## TASK BRIEF
What is needed here is an exact copy of every entry.

DATA below:

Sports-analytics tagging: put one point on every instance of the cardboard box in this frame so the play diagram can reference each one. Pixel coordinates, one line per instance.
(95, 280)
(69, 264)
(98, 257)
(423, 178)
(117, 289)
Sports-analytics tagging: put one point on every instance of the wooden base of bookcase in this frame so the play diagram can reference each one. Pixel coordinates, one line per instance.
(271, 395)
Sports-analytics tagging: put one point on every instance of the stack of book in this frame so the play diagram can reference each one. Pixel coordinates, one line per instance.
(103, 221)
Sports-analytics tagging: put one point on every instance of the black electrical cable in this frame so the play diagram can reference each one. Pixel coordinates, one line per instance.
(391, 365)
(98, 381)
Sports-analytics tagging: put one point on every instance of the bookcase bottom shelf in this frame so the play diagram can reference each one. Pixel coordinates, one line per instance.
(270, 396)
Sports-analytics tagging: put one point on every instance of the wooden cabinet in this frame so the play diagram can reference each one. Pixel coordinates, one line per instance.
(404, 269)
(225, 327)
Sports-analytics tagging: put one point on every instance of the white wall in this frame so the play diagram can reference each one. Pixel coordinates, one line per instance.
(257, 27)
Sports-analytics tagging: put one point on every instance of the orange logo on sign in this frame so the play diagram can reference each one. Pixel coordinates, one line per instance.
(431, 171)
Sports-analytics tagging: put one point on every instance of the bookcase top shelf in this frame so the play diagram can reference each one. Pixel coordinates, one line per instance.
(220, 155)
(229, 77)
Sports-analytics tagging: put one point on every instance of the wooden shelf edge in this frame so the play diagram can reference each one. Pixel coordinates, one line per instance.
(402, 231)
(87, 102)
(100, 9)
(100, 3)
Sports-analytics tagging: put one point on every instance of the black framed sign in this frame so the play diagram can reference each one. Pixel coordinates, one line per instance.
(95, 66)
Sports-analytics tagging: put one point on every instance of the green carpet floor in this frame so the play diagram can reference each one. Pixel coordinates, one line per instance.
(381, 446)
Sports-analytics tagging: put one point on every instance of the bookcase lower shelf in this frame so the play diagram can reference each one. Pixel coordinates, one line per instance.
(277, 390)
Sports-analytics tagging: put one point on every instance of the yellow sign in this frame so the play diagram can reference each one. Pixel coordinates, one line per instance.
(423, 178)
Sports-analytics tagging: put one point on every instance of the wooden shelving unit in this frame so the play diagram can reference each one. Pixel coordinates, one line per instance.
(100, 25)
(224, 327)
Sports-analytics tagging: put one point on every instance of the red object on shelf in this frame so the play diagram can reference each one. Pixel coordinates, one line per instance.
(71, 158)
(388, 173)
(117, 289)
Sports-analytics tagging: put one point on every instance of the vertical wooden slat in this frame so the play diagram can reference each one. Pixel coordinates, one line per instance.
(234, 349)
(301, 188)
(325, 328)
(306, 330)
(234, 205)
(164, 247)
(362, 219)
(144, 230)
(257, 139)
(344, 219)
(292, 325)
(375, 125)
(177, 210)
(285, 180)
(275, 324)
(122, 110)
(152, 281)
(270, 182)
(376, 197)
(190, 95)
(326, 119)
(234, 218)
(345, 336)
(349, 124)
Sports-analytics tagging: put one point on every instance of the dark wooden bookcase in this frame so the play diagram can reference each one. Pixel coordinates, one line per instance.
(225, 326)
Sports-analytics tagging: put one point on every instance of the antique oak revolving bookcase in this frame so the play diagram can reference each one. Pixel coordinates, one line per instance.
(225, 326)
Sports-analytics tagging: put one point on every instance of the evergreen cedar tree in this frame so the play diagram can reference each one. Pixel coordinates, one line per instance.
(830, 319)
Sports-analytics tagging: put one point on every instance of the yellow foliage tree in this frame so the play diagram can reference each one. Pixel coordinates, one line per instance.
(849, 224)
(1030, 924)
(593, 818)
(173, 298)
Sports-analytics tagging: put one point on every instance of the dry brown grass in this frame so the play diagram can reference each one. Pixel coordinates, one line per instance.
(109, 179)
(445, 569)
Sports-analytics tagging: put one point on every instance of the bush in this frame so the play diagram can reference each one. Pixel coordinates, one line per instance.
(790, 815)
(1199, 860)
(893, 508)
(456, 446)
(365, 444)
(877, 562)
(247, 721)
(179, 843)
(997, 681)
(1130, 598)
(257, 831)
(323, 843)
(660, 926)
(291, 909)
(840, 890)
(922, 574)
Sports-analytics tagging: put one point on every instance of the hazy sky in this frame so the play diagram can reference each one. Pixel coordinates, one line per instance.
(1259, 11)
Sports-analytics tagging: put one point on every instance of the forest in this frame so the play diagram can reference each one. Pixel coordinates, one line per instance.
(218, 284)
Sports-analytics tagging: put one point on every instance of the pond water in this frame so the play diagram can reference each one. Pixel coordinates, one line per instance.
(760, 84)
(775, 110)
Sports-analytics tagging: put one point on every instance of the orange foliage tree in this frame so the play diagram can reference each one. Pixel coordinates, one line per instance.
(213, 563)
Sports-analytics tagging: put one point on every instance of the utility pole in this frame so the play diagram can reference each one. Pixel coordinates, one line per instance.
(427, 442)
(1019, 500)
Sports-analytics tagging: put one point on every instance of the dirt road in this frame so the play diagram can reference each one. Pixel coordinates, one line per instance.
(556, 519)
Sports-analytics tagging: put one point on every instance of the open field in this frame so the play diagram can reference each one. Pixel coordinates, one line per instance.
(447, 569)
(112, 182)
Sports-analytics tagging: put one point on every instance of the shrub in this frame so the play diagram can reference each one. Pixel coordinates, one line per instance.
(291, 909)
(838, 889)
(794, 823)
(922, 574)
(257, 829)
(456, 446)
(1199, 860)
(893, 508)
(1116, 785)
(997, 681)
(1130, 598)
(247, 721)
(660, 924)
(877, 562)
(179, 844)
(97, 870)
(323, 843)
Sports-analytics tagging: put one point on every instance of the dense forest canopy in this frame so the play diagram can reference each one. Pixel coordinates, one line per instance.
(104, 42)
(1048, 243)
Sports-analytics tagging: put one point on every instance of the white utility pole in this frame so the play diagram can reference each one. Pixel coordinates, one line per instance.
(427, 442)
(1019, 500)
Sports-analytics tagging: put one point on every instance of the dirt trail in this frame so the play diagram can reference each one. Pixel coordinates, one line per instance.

End of DATA.

## YOUR RESPONSE
Sports-analytics tagging: put one point on every instance of the cardboard box in this frame so the play diagram can reference each one. Pixel coordinates, one line per instance.
(95, 280)
(69, 264)
(98, 257)
(423, 178)
(117, 289)
Sports-analytics tagging: put one point on every instance of the wooden base of bookcase in this frame so the play diagram can reference each one. Pixel coordinates, one line per instance.
(271, 395)
Sports-analytics tagging: put one point on every instance of the stack of book in this frame so the play diagram can reference each one. Pixel coordinates, one line per instance.
(103, 221)
Sports-analytics tagging: put one point on every instance of the black electrical cable in this frame so the play diagram can reference each one. Pixel coordinates, one line per instance.
(391, 365)
(98, 381)
Sports-analytics tagging: put one point on every instance of the bookcase bottom shelf in this frame so the play diagram can reference each one. Pixel coordinates, one line per instance.
(270, 396)
Sports-analytics tagging: put one point on every instance of the wooden cabinet in this frame so the play diagram can reference each one. Pixel coordinates, one line per instance.
(404, 269)
(225, 327)
Sports-analytics tagging: put one point on every instance of the white wall in this frame so the play diagram can reference each one. Pixel coordinates, one line per instance.
(257, 27)
Sports-analytics tagging: put one point on every instance of the orange logo on sign in this frame so the play diagram can reference each one. Pixel coordinates, one line per instance.
(431, 171)
Sports-analytics tagging: put one point on every instance of the bookcase top shelf in this frame so the play diagram can reference each one. Pixel coordinates, one line per instance.
(220, 155)
(229, 77)
Sports-analytics tagging: put one point on every instance of the wooden shelf edge in this frame so the play diagram can reference each one. Pixel coordinates, one line per instance.
(402, 231)
(87, 102)
(100, 9)
(100, 3)
Sports-analytics tagging: put one point on every instance of the black framed sign in this frame so the play diagram can reference each one. Pixel coordinates, one line per instance.
(95, 66)
Sports-analytics tagging: put one point on every instance of the green carpet floor in this frame so the play diagram can reference each one. Pixel coordinates, one line per instance.
(381, 446)
Sports-analytics tagging: put one point on every instance of the bookcase lower shelf in this frame so the play diagram can reference each one. Pixel coordinates, one line per instance.
(277, 390)
Sports-analytics tagging: put one point on every instance of the yellow sign in this frame so the play diagram can reference each one. Pixel coordinates, one line per instance.
(423, 178)
Sports-analytics tagging: put one point on every instance of the wooden shelving unit in this frame so the play diagram can reference each one. Pixel coordinates, one line per instance.
(100, 25)
(224, 327)
Sports-analytics tagging: put one point on every instance of the red object on shelf in this frame so the play diagram can reference each one. Pixel coordinates, one line per instance.
(71, 158)
(388, 173)
(117, 289)
Sports-analytics tagging: put one point on every instance of the vertical wooden slat in this frame so the play diagram can reference each one. Pixel coordinates, one line per instance.
(234, 349)
(301, 188)
(325, 328)
(306, 330)
(234, 205)
(164, 247)
(362, 219)
(144, 230)
(257, 139)
(344, 219)
(292, 325)
(375, 125)
(177, 210)
(285, 180)
(275, 324)
(122, 110)
(152, 281)
(270, 182)
(376, 197)
(190, 95)
(326, 119)
(234, 218)
(345, 336)
(349, 124)
Sports-analytics tagging: put one point on every instance of the dark wooden bookcase in this frame so the play diagram can reference each one. Pixel coordinates, one line per instance.
(225, 326)
Sports-analytics tagging: put one point on every instance of the antique oak revolving bookcase in this frame so the play diagram can reference each one. Pixel coordinates, one line per instance.
(225, 326)
Sports-analytics tagging: put one point on every instance of the evergreen cedar tree in this frame so the play diagram can reference each one. Pixel coordinates, one line per instance.
(830, 319)
Sports-analytics tagging: put one point on every instance of the yellow foliage tree in this frame so the play diagram can reference each one. Pixel coordinates, one line per instance.
(849, 224)
(1030, 924)
(593, 818)
(173, 298)
Sports-analytics tagging: put one point on every instance of the dry brown grass in this frame so the play diagram can reference each one. Pixel coordinates, one line per instance.
(109, 179)
(445, 569)
Sports-analytics tagging: put one point on every instance of the bush in this frame so the play diagram can reference each one. Pixel coordinates, one line per instance.
(790, 815)
(1199, 860)
(893, 508)
(456, 446)
(365, 444)
(877, 562)
(247, 721)
(179, 843)
(997, 681)
(1130, 598)
(257, 831)
(323, 843)
(660, 926)
(291, 909)
(840, 890)
(922, 574)
Sports-analytics tagging: put one point on every instance of the hazy sky in this frame so the play diagram can reference each one. Pixel coordinates, one line per instance.
(1259, 11)
Sports-analytics tagging: put one point on every instance of the forest in this frame so the play diagram can reference each one. Pixel coordinates, one line per instance.
(218, 284)
Sports-analytics tagging: put one point on every instance of the pond water in this frame so the play diagram can reference each one. Pixel coordinates, one line per instance.
(760, 84)
(775, 110)
Sports-analytics tagging: put one point on every instance of the orange foliage tree in this frame so the play diagram can reference each one. Pixel coordinates, one line per instance.
(213, 563)
Sports-analytics tagging: put one point on every instance of the utility pole in this frame so the play diagram can reference each one. Pixel coordinates, one line per instance.
(427, 442)
(1019, 500)
Sports-analytics tagging: put one point on every instance of the dirt road in this frame so the play diagram can reference each one. Pixel coordinates, one line per instance.
(556, 519)
Sports-analytics tagging: put one point on every instance of the open field in this frame so the play diagram can reference each one. Pixel coordinates, one line per instance.
(447, 569)
(112, 182)
Sports-analytics tagging: put one point on every instance of the shrub in this frame so the play diagram can reference each one. Pixel coordinates, one line per instance.
(291, 909)
(838, 889)
(794, 823)
(922, 574)
(257, 829)
(456, 446)
(1199, 860)
(893, 508)
(1116, 785)
(997, 681)
(1130, 598)
(247, 721)
(660, 924)
(877, 562)
(179, 844)
(97, 870)
(323, 843)
Sports-analytics tagging: put one point on every instance of the dense forest canopy in this frame so the play diagram can reference each one. Pixel coordinates, one line per instance.
(104, 42)
(1048, 243)
Sports-analytics tagging: put one point on every instance of the white utility pole in this frame so the play diagram can reference each one. Pixel coordinates, one line per instance.
(427, 442)
(1019, 500)
Sports-analytics tagging: put one point on every instance of the dirt trail in this frame so the play diagram can reference each one. Pixel coordinates, one line per instance.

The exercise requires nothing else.